New Drug Development in 2022: Progress, Challenges, and Prices

Thomas Roberts, MD, MSocSci, Farallon Capital Management, San Francisco, California


Fellow summary authored by Christopher Devine, MD, MBA

Dr. Roberts delivered a comprehensive and timely overview of how capital allocators, regulators, and markets contribute to drug pricing and value, culminating in a discussion on the newest drug pricing provisions passed in the Inflation Reduction Act of August 2022. The presentation began with a historical perspective on drug development – notably, that the rate of FDA new drug approvals has risen substantially over time (from <15/year in the 1970s to >35/year in the 2010s) and the median time to approval has dramatically shortened in recent years (from ~2 years in 1991 to <10 months in 2017). This is due in part to FDA programs that have shortened development times (e.g. Accelerated Approval and Real-Time Oncology Review). Over time, this higher rate of drug approvals has also been accompanied by a rise in R&D spending by pharmaceutical companies, but these R&D dollars have become less productive over that same period. Dr. Roberts discussed the structural challenges of the industry that lead to these outcomes: (1) constant rate of innovation, (2) inherent risks of drug development, (3) large pharma companies struggle to innovate, (4) R&D productivity focused on small companies, (5) crowded pipelines, and (6) smaller and more targeted drug launches.

Many of these structural challenges have led to a state in which the U.S. charges substantially higher drug prices compared to the rest of the world, effectively subsidizing biotechnology R&D. Drug costs can be measured on a relatively similar scale as some of the most expensive substances on earth, and the cost per year of life saved has also risen dramatically over the past two decades. As a result, drug pricing has naturally become a flashpoint in U.S. politics, culminating most recently in the Inflation Reduction Act. This new law outlines the following major provisions:

  1. Medicare negotiation for a specified number of high-cost drugs without generic or biosimilar equivalents that are nine (small molecules) or 13 (biologics) or more years from FDA approval (excluding drugs produced by small biotech companies)
  2. Inflation rebates if drug manufacturers increase prices faster than inflation for drugs used by Medicare beneficiaries
  3. Medicare Part D out-of-pocket caps ($2,000 cap on spending)
  4. Cost sharing for insulin limited to $35 per month

These provisions are likely to decrease the number of new drugs approved over time, and may have other implications as well (e.g. manufacturers may increase drug launch prices to overcome inflation rebates). There remains a major divide between prices in the U.S. and EU, with no easy answers that do not involve stifling innovation. Potential changes in pricing models over time may be part of the answer, particularly as new classes of drugs emerge such as gene therapy and gene editing. Dr. Roberts did a terrific job introducing us to a framework for thinking about drug value and how drug pricing will continue to evolve in the future.

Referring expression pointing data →
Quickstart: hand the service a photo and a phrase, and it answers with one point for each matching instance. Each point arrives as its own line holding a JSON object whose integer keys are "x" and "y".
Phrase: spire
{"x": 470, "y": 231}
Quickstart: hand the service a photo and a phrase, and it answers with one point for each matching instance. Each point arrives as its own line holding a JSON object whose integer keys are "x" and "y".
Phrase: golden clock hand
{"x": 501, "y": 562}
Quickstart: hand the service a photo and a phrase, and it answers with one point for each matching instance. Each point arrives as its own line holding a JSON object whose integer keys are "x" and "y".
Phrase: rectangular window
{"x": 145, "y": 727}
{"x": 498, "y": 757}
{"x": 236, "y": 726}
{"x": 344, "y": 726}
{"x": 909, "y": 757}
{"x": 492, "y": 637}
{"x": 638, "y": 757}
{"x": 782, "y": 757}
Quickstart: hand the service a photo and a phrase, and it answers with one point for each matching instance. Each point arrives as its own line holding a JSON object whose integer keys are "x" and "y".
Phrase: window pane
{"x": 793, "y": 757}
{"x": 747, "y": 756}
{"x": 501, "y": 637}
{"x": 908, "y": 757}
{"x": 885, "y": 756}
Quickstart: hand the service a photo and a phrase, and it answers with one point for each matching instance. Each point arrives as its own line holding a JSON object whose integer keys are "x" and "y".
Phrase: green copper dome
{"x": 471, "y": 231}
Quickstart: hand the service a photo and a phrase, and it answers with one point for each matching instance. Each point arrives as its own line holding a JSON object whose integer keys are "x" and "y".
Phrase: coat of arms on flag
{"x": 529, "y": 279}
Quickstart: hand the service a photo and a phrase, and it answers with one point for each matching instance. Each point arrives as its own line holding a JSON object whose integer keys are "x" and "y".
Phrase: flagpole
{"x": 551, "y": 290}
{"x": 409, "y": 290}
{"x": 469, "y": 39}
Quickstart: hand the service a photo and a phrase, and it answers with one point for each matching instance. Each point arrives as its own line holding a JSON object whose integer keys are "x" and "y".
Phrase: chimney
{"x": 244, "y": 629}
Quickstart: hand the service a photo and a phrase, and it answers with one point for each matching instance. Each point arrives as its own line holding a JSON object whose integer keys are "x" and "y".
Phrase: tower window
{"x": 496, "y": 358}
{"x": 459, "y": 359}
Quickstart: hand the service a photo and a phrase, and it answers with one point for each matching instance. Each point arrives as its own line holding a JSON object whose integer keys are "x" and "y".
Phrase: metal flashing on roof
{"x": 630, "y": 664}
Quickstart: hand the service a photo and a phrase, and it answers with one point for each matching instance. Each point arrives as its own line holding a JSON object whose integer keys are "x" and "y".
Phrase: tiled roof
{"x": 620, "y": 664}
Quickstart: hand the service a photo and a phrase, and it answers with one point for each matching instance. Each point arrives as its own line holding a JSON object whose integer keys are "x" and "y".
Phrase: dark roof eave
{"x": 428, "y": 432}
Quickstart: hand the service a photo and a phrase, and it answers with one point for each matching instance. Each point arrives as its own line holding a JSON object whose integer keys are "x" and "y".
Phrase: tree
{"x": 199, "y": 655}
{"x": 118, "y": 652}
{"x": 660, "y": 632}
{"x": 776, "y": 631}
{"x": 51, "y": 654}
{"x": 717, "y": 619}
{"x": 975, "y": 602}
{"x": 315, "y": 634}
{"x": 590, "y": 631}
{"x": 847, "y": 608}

Tasks to complete →
1. Answer these questions using the summary:
(a) What was the median time to FDA approval in 2017?
(b) What is the Medicare Part D out-of-pocket spending cap?
(c) To what amount is insulin cost sharing limited each month?
2. List every structural challenge of the industry that the summary names.
3. Update the summary from "1. Medicare negotiation" to "small biotech companies)", replacing "nine" with "ten".
The records come from a different source than the summary.

Solutions to the exercise →
1.
(a) Less than 10 months.
(b) $2,000.
(c) $35 per month.

2.
1. Constant rate of innovation
2. Inherent risks of drug development
3. Large pharma companies struggle to innovate
4. R&D productivity focused on small companies
5. Crowded pipelines
6. Smaller and more targeted drug launches

3.
1. Medicare negotiation for a specified number of high-cost drugs without generic or biosimilar equivalents that are ten (small molecules) or 13 (biologics) or more years from FDA approval (excluding drugs produced by small biotech companies)